== Segment start ==
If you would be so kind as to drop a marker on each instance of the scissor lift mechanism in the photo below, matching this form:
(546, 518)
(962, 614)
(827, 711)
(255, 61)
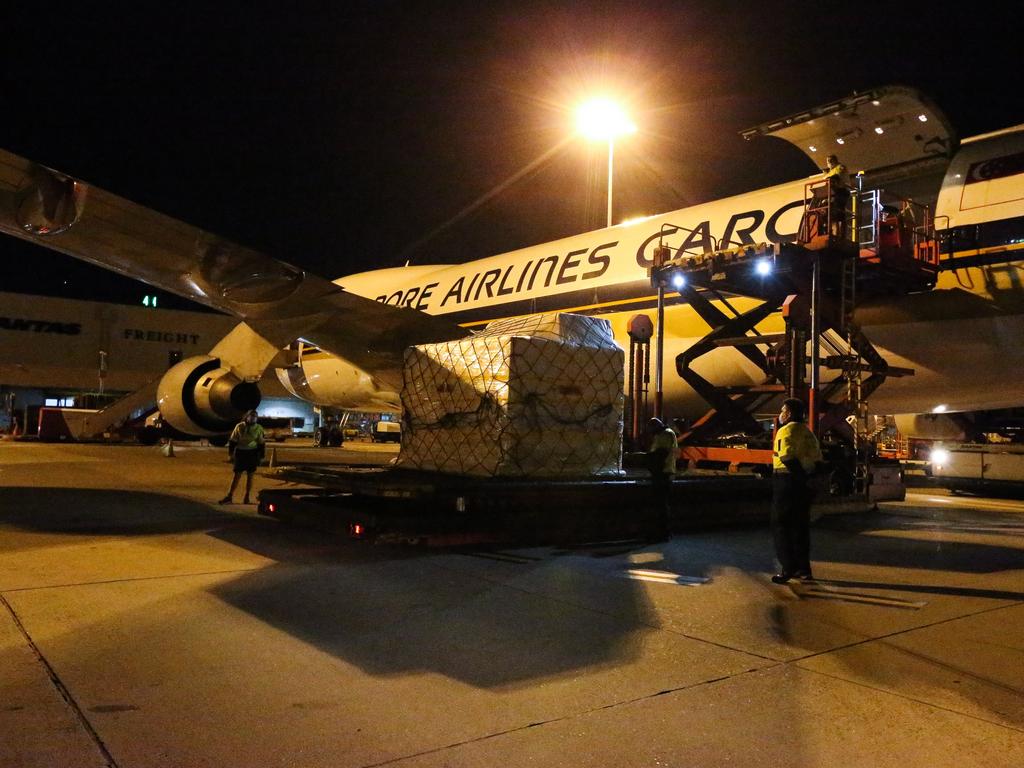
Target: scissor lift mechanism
(852, 262)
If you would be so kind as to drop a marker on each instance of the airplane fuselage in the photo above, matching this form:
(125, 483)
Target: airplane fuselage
(962, 338)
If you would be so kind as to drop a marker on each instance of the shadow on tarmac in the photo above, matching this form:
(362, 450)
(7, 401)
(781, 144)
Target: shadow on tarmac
(92, 512)
(414, 615)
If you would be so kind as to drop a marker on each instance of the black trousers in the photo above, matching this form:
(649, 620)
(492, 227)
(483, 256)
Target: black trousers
(791, 521)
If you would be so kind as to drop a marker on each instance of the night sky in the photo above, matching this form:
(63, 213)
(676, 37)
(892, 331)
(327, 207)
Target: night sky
(346, 136)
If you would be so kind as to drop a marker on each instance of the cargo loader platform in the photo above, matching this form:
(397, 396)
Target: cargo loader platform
(395, 506)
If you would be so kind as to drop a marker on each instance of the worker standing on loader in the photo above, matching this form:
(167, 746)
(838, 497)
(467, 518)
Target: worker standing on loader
(662, 457)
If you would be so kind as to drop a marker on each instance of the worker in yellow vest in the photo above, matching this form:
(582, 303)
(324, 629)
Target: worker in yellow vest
(796, 455)
(246, 448)
(662, 455)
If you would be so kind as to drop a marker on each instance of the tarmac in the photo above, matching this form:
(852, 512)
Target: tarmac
(143, 625)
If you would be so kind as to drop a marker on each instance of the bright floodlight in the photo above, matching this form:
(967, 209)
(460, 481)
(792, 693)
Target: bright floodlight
(603, 120)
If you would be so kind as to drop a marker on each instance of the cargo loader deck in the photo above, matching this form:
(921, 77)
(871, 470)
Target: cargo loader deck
(387, 505)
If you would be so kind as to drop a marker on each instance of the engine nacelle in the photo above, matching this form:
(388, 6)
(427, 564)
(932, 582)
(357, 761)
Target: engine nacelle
(199, 396)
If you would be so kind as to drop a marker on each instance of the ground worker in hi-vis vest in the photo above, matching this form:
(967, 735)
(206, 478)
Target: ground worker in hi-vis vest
(796, 455)
(662, 457)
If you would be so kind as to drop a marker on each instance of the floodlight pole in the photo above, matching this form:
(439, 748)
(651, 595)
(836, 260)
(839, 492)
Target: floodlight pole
(611, 154)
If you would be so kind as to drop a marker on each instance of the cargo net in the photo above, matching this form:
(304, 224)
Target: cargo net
(539, 396)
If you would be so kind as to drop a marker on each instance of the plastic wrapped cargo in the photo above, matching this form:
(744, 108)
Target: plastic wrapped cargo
(539, 396)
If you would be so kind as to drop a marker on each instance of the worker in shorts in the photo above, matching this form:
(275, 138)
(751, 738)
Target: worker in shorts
(246, 446)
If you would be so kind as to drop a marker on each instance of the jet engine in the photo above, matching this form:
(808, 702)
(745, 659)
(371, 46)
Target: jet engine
(200, 396)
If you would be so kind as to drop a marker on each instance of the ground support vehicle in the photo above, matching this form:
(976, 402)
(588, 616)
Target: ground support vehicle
(386, 505)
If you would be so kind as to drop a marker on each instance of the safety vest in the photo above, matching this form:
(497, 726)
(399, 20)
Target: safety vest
(247, 437)
(795, 440)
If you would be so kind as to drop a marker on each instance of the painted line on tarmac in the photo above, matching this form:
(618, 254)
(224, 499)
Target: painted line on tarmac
(663, 577)
(60, 687)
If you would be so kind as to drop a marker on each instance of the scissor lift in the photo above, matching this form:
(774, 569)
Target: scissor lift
(850, 252)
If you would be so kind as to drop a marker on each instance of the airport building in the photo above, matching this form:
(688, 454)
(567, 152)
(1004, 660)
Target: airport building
(73, 353)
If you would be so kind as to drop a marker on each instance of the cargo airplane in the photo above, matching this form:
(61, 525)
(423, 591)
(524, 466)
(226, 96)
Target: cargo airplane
(341, 343)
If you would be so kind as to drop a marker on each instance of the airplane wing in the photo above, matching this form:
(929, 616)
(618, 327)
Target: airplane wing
(280, 301)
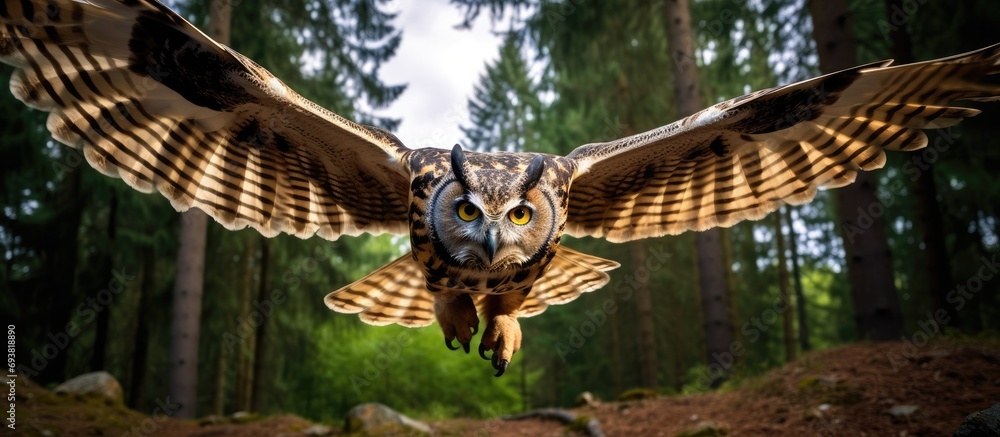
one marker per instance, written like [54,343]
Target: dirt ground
[848,390]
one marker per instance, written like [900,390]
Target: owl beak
[491,244]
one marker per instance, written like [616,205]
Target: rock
[378,419]
[586,398]
[318,430]
[903,411]
[705,428]
[635,394]
[980,423]
[209,420]
[95,383]
[243,417]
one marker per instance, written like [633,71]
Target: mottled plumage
[150,99]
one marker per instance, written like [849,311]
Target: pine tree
[505,110]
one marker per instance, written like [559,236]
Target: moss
[829,391]
[579,424]
[705,429]
[635,394]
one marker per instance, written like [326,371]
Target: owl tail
[569,275]
[395,293]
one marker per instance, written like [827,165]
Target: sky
[441,64]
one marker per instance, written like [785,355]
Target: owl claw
[501,368]
[457,316]
[503,337]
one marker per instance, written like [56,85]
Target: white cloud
[441,64]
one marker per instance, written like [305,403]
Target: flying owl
[152,100]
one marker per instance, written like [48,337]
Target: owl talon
[503,337]
[501,368]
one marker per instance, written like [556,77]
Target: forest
[907,254]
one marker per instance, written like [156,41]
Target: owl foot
[457,316]
[503,337]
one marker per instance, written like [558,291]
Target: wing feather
[395,293]
[152,100]
[743,158]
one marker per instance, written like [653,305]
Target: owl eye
[520,215]
[467,211]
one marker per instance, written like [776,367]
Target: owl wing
[395,293]
[568,275]
[743,158]
[150,99]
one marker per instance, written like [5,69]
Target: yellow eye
[520,215]
[467,211]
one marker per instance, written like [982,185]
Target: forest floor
[847,390]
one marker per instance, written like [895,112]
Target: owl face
[493,219]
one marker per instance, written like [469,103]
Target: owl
[150,99]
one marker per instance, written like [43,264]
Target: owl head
[495,214]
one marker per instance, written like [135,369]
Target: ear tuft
[534,173]
[458,165]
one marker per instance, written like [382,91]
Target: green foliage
[574,72]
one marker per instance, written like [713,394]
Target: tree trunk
[616,354]
[97,360]
[869,261]
[147,288]
[647,331]
[186,321]
[787,315]
[648,363]
[219,382]
[800,299]
[257,394]
[937,264]
[709,244]
[244,352]
[58,285]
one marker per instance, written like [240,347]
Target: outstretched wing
[743,158]
[154,101]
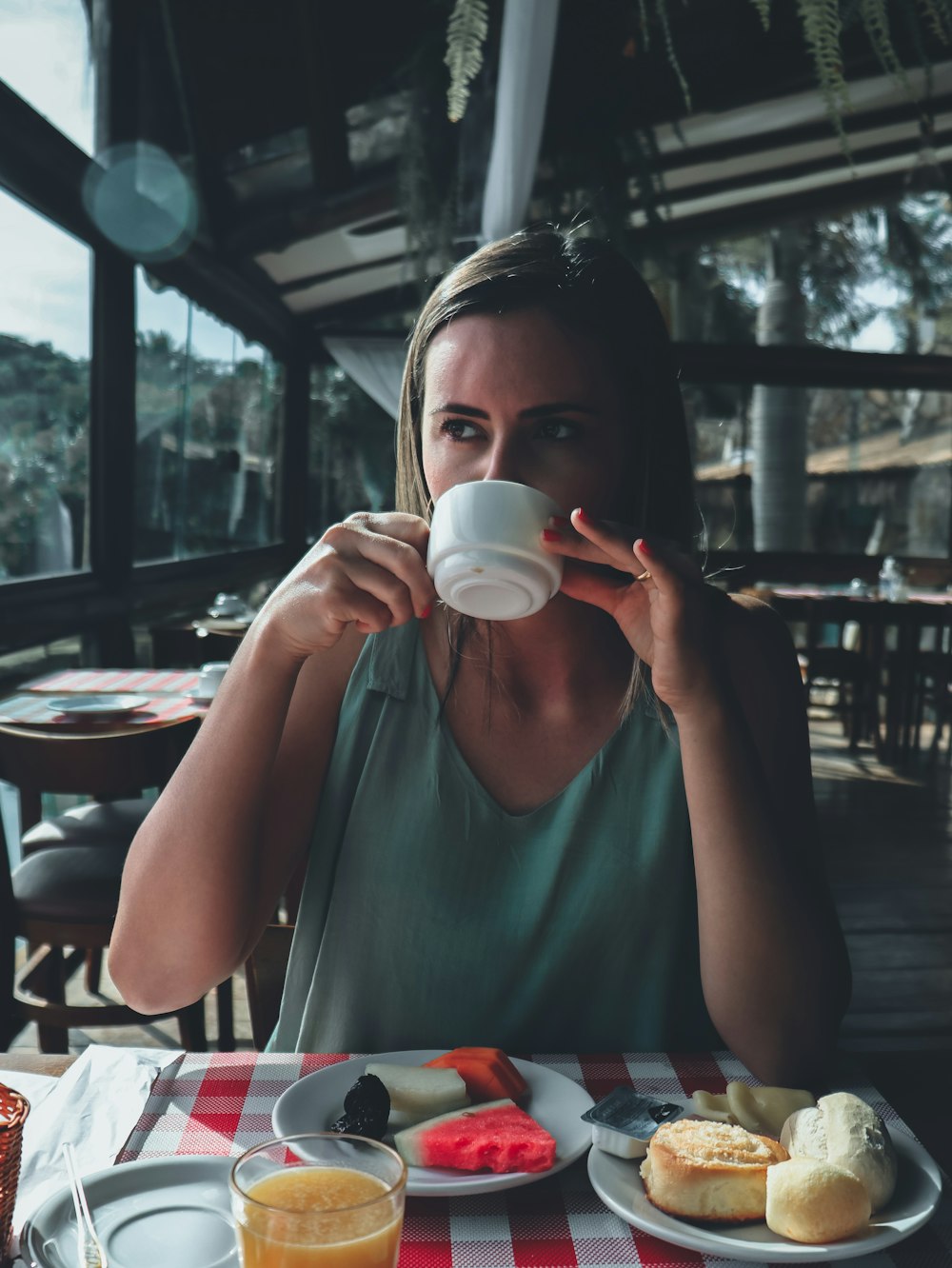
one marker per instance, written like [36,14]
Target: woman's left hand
[664,610]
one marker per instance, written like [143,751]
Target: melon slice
[497,1137]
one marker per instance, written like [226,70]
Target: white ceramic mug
[209,677]
[485,553]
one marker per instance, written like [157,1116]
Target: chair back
[104,767]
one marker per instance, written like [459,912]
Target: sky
[45,273]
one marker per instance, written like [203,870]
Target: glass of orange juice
[316,1199]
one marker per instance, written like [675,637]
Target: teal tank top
[431,917]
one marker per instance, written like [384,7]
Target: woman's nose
[502,465]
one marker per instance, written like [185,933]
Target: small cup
[485,553]
[318,1199]
[209,677]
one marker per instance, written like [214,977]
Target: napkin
[95,1104]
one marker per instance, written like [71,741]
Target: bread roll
[709,1171]
[843,1130]
[815,1202]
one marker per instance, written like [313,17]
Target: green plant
[466,34]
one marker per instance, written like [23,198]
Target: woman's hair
[589,288]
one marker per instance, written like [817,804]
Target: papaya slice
[486,1072]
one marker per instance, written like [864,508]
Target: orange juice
[312,1217]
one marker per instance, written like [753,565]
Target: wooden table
[902,643]
[168,691]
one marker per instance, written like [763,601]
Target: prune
[367,1107]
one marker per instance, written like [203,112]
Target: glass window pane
[875,281]
[351,462]
[208,409]
[45,355]
[878,468]
[45,57]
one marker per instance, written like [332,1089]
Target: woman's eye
[459,428]
[557,428]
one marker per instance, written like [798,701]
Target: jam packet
[624,1121]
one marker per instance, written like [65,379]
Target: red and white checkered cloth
[221,1103]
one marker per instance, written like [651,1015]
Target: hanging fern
[661,8]
[466,34]
[939,14]
[764,9]
[822,27]
[876,24]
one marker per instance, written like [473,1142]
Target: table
[168,691]
[902,643]
[221,1104]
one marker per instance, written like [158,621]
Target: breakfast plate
[149,1214]
[554,1100]
[96,706]
[618,1183]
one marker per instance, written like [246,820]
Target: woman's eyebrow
[535,411]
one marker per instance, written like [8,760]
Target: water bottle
[893,584]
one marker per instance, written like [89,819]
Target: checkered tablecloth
[221,1103]
[175,683]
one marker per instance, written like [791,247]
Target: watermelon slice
[497,1137]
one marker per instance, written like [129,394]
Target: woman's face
[519,397]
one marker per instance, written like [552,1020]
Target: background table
[221,1103]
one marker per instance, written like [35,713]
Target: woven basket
[12,1114]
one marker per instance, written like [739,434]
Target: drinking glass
[316,1199]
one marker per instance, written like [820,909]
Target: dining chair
[64,896]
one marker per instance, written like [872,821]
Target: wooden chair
[62,898]
[265,971]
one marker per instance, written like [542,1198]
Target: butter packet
[624,1121]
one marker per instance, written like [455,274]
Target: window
[351,463]
[878,469]
[208,416]
[45,57]
[45,354]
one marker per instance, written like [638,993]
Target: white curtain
[375,363]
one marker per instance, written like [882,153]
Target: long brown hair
[588,287]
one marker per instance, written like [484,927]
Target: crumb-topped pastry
[709,1171]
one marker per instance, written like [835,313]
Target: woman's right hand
[367,572]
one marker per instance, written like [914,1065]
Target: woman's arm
[773,963]
[213,856]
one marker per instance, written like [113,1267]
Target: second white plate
[554,1100]
[149,1214]
[618,1183]
[96,706]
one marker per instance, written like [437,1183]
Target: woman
[587,829]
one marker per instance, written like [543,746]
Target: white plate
[555,1102]
[618,1183]
[149,1214]
[94,706]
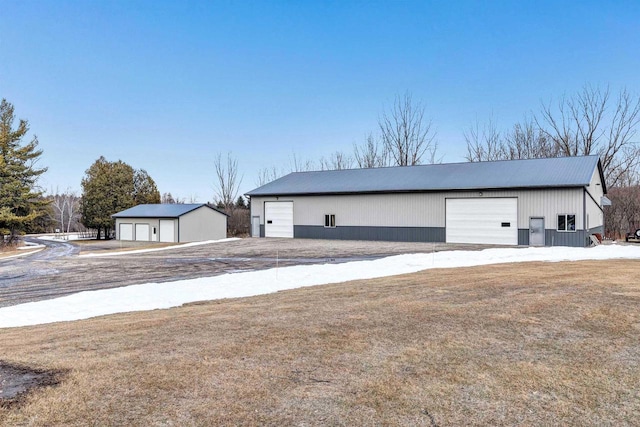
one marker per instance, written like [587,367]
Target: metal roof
[160,210]
[530,173]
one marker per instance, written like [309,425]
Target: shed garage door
[142,232]
[167,230]
[485,220]
[278,219]
[126,231]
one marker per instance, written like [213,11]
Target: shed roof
[161,210]
[529,173]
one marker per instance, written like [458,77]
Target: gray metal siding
[394,234]
[556,238]
[153,222]
[523,236]
[420,209]
[202,224]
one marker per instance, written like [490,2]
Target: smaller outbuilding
[171,223]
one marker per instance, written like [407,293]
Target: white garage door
[278,219]
[486,220]
[142,232]
[126,231]
[166,230]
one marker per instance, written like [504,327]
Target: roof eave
[438,190]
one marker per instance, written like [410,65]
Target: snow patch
[150,296]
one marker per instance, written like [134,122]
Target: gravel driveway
[58,270]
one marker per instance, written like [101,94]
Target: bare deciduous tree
[484,144]
[371,154]
[527,141]
[406,133]
[336,161]
[266,175]
[623,215]
[300,165]
[591,122]
[167,198]
[65,210]
[227,184]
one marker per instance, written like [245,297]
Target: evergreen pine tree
[20,200]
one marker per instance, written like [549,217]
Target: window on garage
[567,222]
[330,221]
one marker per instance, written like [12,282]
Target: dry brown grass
[532,344]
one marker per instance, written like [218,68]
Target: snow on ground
[64,237]
[140,251]
[150,296]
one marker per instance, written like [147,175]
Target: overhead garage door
[166,230]
[126,231]
[278,219]
[142,232]
[482,220]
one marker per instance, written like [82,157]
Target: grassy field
[532,344]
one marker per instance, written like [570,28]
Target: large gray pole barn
[537,202]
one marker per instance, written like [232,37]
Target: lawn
[529,343]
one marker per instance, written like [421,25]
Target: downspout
[584,214]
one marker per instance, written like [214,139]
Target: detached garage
[537,202]
[171,223]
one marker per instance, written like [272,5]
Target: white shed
[171,223]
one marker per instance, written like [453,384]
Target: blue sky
[164,86]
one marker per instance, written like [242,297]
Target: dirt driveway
[58,270]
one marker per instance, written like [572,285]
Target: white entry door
[255,226]
[126,231]
[482,220]
[278,219]
[167,230]
[142,232]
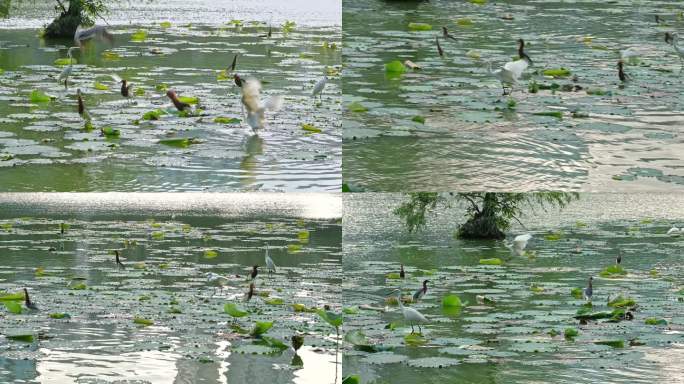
== Segment end ==
> [WHAT IS BEING ASKED]:
Pictures excluded, return exactly the lines from the one with "one marker per instance, written like [242,297]" through the final line of the entries above, both included.

> [TASK ANSWER]:
one marker per instance, written like [242,297]
Target: dirt driveway
[58,270]
one marker per instance, written like [572,285]
Target: white entry door
[255,226]
[126,231]
[482,220]
[278,219]
[167,230]
[142,232]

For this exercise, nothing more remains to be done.